§ Source extract:
March 26, 2008

_bstr_t and Converting to Unicode (C++)

I am trying the following code and it does not convert to unicode. Can you help?

     HRESULT hr;
    IChilkatCharset2Ptr cs;
    char dest[1024];
    hr = ::CoInitialize(NULL);
    hr = cs.CreateInstance("Chilkat.Charset2");
    if (FAILED(hr))
	return FALSE;
    hr = cs->UnlockComponent("AnythingWorksFor30DayTrial");
    cs->FromCharset = "iso-8859-1";
    cs->ToCharset = "utf-8";
    _bstr_t indata = _bstr_t("Din Saveme konto behøver din opmærksomhed");
    _variant_t v = indata;
    _bstr_t outdata = cs->ConvertToUnicode(v);

A _bstr_t is an object that contains a Unicode string. The _bstr_t stores the string in memory using Unicode (ucs-2, 2-bytes/char). This line of code is where an ANSI-to-Unicode implicit conversion is happening:

_bstr_t indata = _bstr_t("Din Saveme konto behøver din opmærksomhed");

Assuming you saved your C++ source file using the ANSI charset, the compiler generated code to initialize the _bstr_t from an ANSI string. At this point, there is nothing more to do. You already have Unicode.

§ Written request 1: State how many lines of the records contain the string "smartphone".
The text and the records were drawn from separate sources.

§ Data lines:
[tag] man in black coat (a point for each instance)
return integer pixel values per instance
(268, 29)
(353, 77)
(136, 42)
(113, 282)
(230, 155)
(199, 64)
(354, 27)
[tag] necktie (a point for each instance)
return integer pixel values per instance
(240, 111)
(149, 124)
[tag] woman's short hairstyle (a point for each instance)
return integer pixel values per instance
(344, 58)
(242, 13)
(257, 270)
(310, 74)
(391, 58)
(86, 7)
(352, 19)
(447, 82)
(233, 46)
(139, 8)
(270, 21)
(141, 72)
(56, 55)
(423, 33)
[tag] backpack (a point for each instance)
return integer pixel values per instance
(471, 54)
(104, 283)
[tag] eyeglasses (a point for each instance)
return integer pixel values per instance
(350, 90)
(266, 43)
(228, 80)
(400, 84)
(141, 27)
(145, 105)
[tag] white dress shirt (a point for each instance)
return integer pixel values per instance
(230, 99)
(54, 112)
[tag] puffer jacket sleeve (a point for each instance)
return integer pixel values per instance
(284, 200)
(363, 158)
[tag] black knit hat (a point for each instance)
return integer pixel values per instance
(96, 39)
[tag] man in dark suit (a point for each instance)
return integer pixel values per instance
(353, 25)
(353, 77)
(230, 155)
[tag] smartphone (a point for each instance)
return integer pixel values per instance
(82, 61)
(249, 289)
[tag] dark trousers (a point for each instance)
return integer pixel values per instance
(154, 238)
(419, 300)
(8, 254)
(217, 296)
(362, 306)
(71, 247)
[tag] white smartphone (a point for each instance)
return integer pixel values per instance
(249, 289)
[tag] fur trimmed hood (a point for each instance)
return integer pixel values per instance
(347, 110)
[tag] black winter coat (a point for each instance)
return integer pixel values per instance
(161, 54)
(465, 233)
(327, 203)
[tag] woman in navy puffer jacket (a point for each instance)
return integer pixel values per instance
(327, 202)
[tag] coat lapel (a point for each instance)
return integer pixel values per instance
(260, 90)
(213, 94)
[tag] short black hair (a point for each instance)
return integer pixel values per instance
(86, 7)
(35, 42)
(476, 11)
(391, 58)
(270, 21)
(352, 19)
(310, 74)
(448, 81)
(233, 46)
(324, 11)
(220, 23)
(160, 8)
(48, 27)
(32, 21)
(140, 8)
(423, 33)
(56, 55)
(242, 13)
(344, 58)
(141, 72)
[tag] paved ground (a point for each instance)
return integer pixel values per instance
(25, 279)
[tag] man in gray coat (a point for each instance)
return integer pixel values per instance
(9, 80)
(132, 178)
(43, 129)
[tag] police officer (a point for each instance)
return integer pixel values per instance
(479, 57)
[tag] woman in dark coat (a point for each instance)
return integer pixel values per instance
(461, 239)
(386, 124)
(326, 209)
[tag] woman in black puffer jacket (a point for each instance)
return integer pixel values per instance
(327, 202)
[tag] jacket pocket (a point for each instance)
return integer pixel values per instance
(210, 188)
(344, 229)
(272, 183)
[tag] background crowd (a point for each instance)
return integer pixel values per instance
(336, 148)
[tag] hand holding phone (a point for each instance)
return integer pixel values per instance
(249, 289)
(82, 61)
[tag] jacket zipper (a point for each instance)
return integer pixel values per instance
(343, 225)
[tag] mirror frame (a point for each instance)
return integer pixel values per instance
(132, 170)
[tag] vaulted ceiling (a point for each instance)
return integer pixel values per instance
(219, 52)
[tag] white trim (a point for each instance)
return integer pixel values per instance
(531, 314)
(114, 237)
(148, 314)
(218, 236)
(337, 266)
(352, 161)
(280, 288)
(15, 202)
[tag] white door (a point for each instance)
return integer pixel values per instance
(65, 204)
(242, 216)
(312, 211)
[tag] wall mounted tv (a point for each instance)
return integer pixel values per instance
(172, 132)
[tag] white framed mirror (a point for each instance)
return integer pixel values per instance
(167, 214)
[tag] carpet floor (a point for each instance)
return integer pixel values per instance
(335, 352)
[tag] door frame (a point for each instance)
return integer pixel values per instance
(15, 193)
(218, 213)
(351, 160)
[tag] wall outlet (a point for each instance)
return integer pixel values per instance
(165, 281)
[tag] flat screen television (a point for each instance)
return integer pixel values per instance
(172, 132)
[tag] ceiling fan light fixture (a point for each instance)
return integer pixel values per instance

§ Written request 2: For each statement, say yes or no to whether it agrees with the _bstr_t post, and quote the words of the post that decide it: (a) A _bstr_t stores its string using two bytes per character. (b) The code sets ToCharset to iso-8859-1. (c) The reply says more work is needed after the _bstr_t is initialized.

§ Exercise answer 1: 2

§ Exercise answer 2:
(a) Yes: "The _bstr_t stores the string in memory using Unicode (ucs-2, 2-bytes/char)."
(b) No: "cs->ToCharset = "utf-8";"
(c) No: "At this point, there is nothing more to do."